--- start of RAW RECORDS ---

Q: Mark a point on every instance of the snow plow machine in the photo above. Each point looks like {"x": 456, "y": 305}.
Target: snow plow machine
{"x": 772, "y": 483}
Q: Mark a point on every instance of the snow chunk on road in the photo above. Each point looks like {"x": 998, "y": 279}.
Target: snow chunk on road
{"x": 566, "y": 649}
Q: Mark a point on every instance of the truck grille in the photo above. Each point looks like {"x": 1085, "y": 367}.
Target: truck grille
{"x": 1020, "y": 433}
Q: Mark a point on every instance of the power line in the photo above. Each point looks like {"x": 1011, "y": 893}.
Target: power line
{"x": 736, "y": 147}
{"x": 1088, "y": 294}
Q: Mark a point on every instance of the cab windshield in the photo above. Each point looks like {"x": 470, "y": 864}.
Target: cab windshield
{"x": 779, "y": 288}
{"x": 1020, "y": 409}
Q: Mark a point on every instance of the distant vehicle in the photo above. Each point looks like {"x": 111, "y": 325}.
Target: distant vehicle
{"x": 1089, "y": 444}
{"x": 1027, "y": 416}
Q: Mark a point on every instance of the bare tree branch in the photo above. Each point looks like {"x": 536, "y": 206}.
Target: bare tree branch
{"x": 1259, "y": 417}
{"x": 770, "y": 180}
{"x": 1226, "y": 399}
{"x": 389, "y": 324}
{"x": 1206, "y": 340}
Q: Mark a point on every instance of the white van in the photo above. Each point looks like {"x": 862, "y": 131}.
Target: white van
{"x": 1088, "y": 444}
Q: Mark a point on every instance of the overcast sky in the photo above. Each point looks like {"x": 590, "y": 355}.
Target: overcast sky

--- end of RAW RECORDS ---

Write out all of the records above again, changing every occurrence of "snow plow machine" to "snowplow" and leaving every other part as it is.

_EXERCISE SOLUTION_
Q: Mark a point on every instance of the snowplow in the photo above. Each point looks like {"x": 456, "y": 305}.
Target: snowplow
{"x": 772, "y": 483}
Q: Mark a point on every instance of the snow chunk on road in the photo above. Each point looks like {"x": 998, "y": 279}.
Target: snow chunk on road
{"x": 566, "y": 649}
Q: Mark a point on every instance of the truck grille in the photo above. Each point looks like {"x": 1085, "y": 367}.
Target: truck grille
{"x": 1020, "y": 433}
Q: Mark a point on every instance of the power line in the photo above. Each point looks like {"x": 1011, "y": 893}.
Target: power line
{"x": 736, "y": 147}
{"x": 1088, "y": 294}
Q: Mark a point on every instance of the cab windshield in the photo above. Each point looks like {"x": 470, "y": 864}.
Target: cab windshield
{"x": 779, "y": 288}
{"x": 1020, "y": 409}
Q: Mark a point on every instance of the distant vehicle in the photo above. Each point looks like {"x": 111, "y": 325}.
Target: distant vehicle
{"x": 1089, "y": 444}
{"x": 1027, "y": 416}
Q: Mark a point on every instance of the bare tree branch in the photo above. Each point looks like {"x": 536, "y": 206}.
Target: bare tree branch
{"x": 1259, "y": 417}
{"x": 770, "y": 180}
{"x": 1226, "y": 399}
{"x": 389, "y": 324}
{"x": 1206, "y": 340}
Q: Mark a point on every instance of the white van in the photo above. Each point looks like {"x": 862, "y": 131}.
Target: white van
{"x": 1088, "y": 444}
Q: Mark a point on every instance of the overcast sky in the photo above. Each point looks like {"x": 590, "y": 355}.
Target: overcast sky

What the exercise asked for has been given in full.